== Segment start ==
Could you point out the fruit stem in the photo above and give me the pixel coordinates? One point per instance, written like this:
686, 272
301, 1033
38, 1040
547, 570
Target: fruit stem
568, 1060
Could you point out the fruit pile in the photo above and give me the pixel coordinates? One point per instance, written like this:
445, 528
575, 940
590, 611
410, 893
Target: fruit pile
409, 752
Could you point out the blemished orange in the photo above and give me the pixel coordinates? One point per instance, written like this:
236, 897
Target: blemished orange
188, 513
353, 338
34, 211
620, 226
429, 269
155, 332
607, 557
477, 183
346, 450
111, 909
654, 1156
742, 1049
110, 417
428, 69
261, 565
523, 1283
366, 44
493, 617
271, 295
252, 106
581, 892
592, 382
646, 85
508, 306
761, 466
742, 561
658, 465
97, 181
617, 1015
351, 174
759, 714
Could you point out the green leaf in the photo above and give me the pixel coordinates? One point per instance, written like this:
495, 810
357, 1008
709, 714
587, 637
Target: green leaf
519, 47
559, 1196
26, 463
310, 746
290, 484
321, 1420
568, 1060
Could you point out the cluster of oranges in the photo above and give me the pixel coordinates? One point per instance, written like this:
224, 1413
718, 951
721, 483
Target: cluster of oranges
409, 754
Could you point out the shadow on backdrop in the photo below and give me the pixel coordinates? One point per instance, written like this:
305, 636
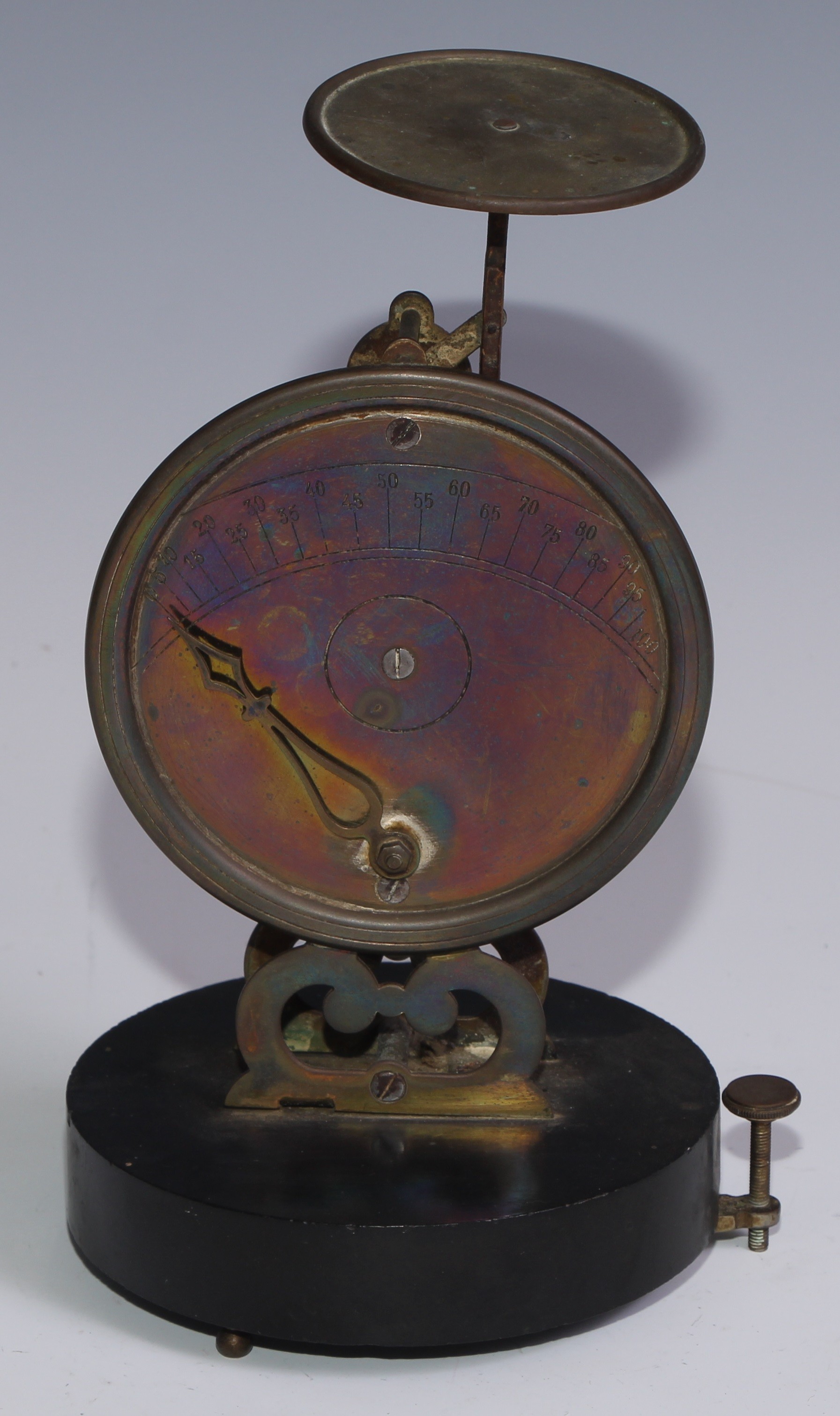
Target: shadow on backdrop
635, 394
188, 934
621, 929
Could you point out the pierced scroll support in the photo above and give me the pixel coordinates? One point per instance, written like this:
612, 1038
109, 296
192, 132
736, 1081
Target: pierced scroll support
384, 1079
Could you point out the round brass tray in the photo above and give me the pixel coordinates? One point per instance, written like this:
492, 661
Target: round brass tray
541, 719
504, 132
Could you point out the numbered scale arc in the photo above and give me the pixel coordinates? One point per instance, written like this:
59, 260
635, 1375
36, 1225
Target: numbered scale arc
378, 602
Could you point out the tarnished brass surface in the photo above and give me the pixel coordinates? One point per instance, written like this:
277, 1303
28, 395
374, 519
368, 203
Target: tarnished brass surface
760, 1099
552, 689
504, 132
410, 336
396, 1079
742, 1213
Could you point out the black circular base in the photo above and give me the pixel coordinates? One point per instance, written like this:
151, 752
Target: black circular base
306, 1228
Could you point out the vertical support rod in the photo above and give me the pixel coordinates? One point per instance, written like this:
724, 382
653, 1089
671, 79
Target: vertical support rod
492, 309
760, 1150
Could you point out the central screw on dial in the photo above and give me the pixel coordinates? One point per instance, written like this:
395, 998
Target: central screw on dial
398, 663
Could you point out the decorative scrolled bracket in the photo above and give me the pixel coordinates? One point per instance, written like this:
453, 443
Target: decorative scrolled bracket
498, 1086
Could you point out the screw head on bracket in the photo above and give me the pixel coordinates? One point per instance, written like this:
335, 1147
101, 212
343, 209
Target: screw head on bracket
761, 1098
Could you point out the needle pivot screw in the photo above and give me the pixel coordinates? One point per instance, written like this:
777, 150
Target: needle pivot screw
396, 854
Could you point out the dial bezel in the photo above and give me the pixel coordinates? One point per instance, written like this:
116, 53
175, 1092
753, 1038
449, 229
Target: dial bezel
525, 904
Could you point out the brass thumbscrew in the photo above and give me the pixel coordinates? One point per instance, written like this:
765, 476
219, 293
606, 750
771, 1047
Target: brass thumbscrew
761, 1101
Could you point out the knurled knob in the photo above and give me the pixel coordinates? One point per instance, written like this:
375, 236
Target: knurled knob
761, 1098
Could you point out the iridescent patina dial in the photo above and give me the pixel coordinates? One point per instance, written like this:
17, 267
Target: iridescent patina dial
401, 662
399, 658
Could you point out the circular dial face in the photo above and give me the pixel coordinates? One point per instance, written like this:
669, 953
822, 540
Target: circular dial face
392, 658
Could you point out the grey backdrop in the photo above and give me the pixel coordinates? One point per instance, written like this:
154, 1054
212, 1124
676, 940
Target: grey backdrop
170, 246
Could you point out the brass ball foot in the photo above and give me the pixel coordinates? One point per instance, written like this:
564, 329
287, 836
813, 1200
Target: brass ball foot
234, 1344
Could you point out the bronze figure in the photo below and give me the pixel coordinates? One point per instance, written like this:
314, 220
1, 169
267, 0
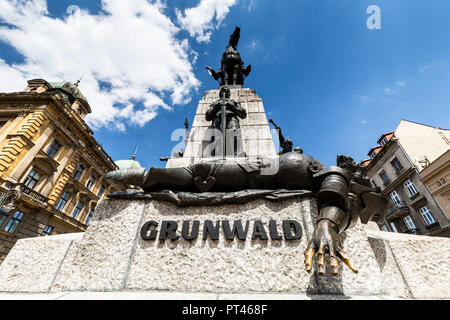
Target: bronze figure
225, 108
342, 194
286, 144
232, 70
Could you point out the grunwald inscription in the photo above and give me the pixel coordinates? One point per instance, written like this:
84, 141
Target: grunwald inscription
292, 230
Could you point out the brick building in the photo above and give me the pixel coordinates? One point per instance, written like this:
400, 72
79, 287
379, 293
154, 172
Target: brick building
395, 166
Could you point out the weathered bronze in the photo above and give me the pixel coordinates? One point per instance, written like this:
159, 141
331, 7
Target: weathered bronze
224, 114
225, 109
286, 144
232, 70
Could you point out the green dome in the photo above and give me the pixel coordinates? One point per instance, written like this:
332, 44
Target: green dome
70, 88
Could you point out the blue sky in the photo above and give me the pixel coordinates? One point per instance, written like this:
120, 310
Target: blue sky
333, 85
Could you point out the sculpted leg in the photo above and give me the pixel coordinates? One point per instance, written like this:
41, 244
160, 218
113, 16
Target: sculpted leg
335, 216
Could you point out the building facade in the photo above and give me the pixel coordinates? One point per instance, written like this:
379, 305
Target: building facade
395, 167
51, 166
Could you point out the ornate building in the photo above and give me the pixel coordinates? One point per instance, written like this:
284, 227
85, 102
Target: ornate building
51, 166
400, 165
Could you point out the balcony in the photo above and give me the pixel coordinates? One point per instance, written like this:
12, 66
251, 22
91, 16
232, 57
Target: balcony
418, 201
397, 210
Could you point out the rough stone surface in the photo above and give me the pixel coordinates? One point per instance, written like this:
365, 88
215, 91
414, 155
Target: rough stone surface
101, 260
223, 266
423, 262
112, 257
255, 130
33, 263
158, 295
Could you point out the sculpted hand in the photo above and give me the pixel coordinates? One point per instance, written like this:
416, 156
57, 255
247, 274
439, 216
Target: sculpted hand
325, 240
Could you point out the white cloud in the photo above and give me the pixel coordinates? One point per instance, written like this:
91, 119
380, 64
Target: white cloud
199, 21
131, 46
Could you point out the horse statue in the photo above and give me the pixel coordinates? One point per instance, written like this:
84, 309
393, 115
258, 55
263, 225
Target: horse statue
232, 70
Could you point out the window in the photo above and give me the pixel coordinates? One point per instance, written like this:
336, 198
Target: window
47, 231
395, 198
12, 225
32, 179
62, 202
409, 223
101, 191
410, 188
374, 184
78, 209
396, 164
78, 172
89, 217
427, 215
384, 177
3, 217
53, 148
91, 182
393, 227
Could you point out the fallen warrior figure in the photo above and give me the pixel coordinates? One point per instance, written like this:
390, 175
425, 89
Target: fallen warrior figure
343, 193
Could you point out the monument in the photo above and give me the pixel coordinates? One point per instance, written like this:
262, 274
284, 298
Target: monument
232, 215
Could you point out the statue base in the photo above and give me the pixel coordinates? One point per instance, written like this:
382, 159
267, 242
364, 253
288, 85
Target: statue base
113, 256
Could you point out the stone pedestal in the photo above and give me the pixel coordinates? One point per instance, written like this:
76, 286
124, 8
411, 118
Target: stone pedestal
112, 257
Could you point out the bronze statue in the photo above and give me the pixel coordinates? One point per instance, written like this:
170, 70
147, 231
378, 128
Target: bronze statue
286, 144
224, 114
341, 197
232, 70
343, 192
225, 109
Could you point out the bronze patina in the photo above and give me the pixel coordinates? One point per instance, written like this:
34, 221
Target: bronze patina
232, 70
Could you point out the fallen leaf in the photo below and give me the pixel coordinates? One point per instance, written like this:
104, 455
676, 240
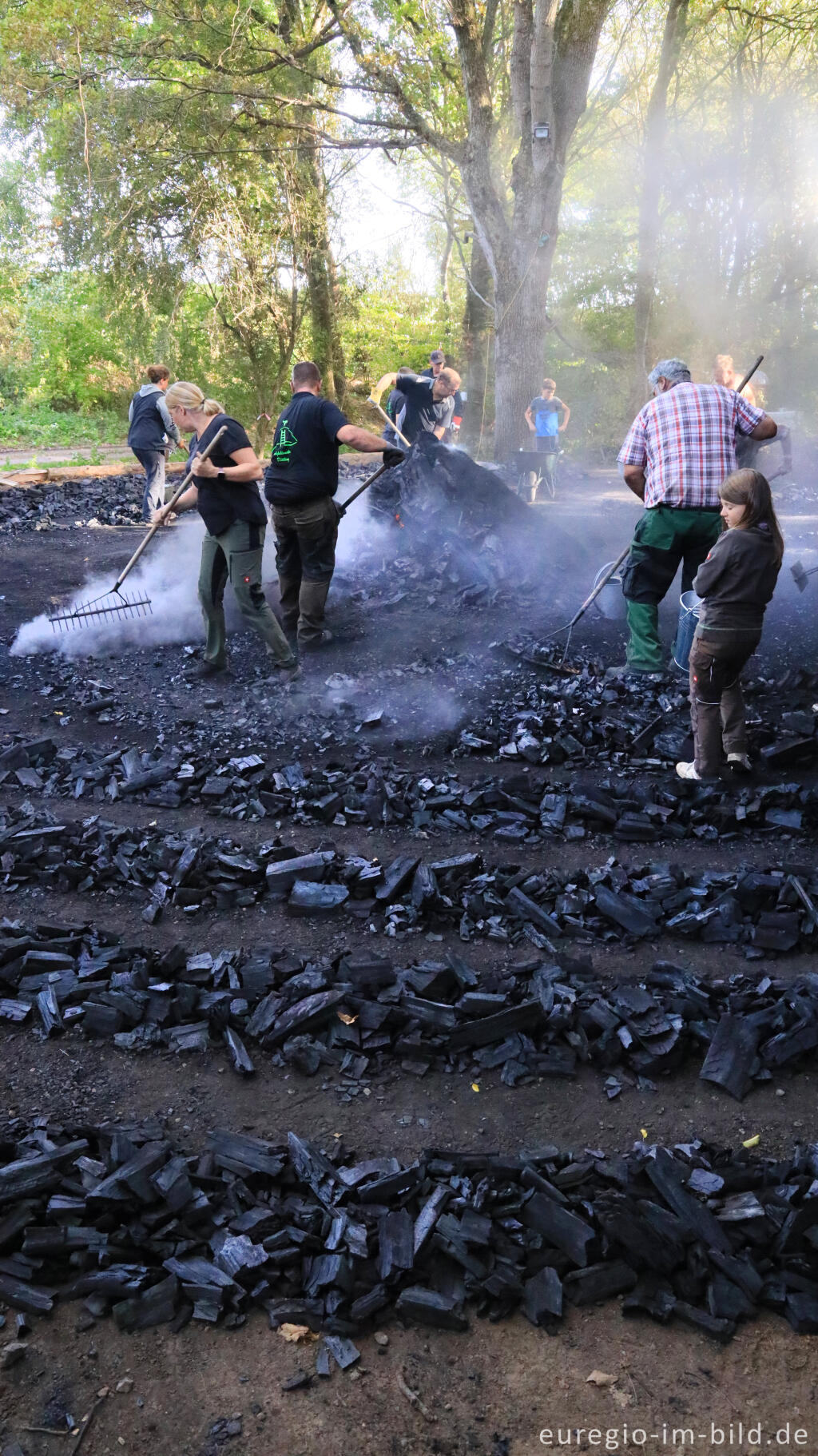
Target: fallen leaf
296, 1333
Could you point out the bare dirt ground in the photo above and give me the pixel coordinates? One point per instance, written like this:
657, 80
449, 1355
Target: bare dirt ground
492, 1390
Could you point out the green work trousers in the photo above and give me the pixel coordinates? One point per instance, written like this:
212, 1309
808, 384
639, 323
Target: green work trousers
236, 556
665, 536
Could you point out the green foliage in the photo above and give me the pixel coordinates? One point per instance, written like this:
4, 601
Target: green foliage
42, 428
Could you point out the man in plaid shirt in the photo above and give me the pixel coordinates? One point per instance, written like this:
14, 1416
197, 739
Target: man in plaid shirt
674, 458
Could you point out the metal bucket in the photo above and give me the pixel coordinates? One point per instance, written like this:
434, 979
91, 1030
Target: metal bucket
610, 600
689, 607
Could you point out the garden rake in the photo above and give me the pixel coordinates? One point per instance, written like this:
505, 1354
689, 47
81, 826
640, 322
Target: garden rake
122, 606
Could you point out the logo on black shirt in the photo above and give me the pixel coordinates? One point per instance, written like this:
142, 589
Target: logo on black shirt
284, 444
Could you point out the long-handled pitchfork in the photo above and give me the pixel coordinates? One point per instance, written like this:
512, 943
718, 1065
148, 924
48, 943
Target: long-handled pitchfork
124, 606
345, 504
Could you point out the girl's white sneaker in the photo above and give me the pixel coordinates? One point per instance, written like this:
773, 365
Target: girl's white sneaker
687, 770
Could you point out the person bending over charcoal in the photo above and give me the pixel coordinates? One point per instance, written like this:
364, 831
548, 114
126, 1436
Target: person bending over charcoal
736, 583
150, 427
430, 402
210, 408
226, 495
437, 364
300, 482
674, 458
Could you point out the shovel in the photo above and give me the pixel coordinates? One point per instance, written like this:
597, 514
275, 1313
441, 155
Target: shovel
124, 606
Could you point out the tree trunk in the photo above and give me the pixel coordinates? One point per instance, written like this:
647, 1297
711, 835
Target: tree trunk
520, 340
653, 157
478, 324
328, 348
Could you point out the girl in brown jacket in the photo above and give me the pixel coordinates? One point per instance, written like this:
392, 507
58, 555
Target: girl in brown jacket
736, 583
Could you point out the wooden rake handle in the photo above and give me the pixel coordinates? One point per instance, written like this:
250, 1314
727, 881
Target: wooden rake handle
391, 423
169, 507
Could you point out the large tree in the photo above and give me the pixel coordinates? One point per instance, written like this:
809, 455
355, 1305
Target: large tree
523, 69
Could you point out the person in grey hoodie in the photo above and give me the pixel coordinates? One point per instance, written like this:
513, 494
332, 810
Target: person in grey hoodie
150, 428
736, 583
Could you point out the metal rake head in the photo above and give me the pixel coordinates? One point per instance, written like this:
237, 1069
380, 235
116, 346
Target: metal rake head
90, 612
801, 577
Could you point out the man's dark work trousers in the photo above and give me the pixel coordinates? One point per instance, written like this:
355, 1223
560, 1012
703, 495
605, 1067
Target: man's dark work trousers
664, 538
153, 466
717, 702
236, 556
304, 555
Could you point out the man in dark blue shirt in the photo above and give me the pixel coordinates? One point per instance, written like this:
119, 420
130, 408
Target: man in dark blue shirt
300, 482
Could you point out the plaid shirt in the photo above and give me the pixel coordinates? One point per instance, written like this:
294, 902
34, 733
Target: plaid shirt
685, 440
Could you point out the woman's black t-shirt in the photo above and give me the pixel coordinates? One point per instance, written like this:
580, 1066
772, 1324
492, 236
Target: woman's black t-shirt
221, 503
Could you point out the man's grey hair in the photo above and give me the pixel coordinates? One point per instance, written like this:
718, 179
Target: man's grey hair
674, 370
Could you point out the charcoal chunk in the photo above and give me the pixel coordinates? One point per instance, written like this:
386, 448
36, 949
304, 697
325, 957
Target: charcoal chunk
542, 1298
428, 1307
156, 1307
731, 1056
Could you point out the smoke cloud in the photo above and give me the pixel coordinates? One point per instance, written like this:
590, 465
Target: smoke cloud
168, 575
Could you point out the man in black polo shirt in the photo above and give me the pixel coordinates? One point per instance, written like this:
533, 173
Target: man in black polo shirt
430, 402
437, 361
300, 481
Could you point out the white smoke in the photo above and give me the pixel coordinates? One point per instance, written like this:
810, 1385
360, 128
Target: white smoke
168, 575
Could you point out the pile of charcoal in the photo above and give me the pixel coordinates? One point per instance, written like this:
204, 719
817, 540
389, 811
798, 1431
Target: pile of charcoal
455, 515
761, 910
518, 807
577, 715
140, 1229
357, 1014
114, 499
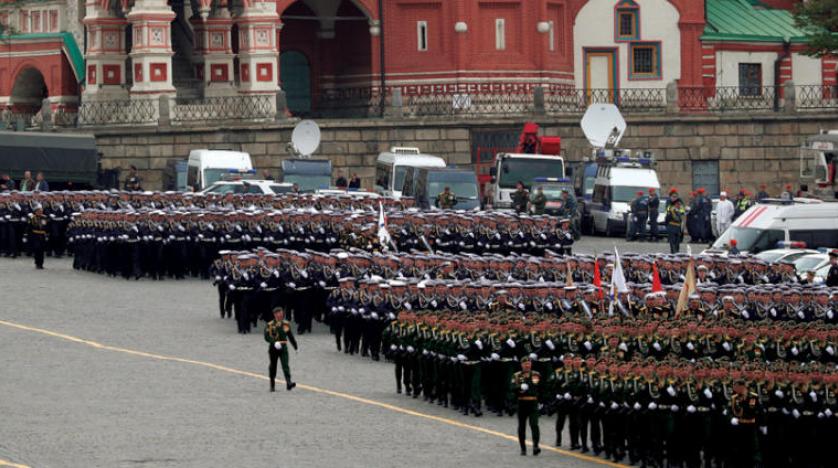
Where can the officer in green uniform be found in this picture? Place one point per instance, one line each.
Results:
(278, 334)
(539, 201)
(674, 222)
(520, 198)
(446, 200)
(525, 386)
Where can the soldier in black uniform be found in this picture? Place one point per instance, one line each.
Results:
(38, 225)
(525, 387)
(832, 276)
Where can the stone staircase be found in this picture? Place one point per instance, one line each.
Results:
(188, 87)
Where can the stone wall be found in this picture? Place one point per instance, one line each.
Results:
(750, 149)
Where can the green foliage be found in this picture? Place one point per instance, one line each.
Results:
(819, 18)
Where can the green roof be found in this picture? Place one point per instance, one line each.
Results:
(749, 21)
(71, 49)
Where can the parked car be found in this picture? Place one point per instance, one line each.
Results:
(810, 262)
(267, 187)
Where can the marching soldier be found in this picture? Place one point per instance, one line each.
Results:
(38, 225)
(525, 387)
(278, 334)
(446, 200)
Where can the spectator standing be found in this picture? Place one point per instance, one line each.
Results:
(340, 182)
(41, 185)
(27, 184)
(724, 213)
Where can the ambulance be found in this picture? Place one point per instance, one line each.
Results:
(811, 223)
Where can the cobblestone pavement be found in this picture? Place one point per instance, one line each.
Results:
(103, 372)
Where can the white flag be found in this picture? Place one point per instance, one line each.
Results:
(383, 234)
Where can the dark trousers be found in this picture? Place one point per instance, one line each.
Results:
(674, 235)
(37, 245)
(528, 411)
(281, 355)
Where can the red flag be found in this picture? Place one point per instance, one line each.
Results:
(656, 279)
(597, 278)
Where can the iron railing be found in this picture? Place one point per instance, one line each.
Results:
(729, 98)
(128, 112)
(254, 107)
(816, 97)
(568, 100)
(16, 120)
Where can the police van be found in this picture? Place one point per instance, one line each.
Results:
(391, 168)
(619, 177)
(763, 226)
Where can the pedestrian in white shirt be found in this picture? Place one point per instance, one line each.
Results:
(724, 213)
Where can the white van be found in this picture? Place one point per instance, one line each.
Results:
(205, 167)
(764, 225)
(617, 182)
(391, 167)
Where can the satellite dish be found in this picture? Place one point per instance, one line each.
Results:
(603, 125)
(305, 138)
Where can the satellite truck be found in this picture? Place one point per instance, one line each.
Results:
(535, 157)
(310, 175)
(620, 173)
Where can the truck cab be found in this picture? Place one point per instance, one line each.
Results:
(310, 175)
(205, 167)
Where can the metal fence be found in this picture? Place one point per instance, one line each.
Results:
(253, 108)
(571, 100)
(816, 97)
(729, 98)
(128, 112)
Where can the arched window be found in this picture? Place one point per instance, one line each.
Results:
(626, 21)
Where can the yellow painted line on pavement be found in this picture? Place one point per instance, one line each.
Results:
(323, 391)
(12, 465)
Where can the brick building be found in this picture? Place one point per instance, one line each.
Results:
== Segment end ==
### What to work on:
Copy every line of the data above in which the string "flag" appears.

### Output of the exercise:
Where can the white flag be found in this picture? Place one point per instance, one line each.
Where can the red flag be found in this picture? Place one point per instance, one line each.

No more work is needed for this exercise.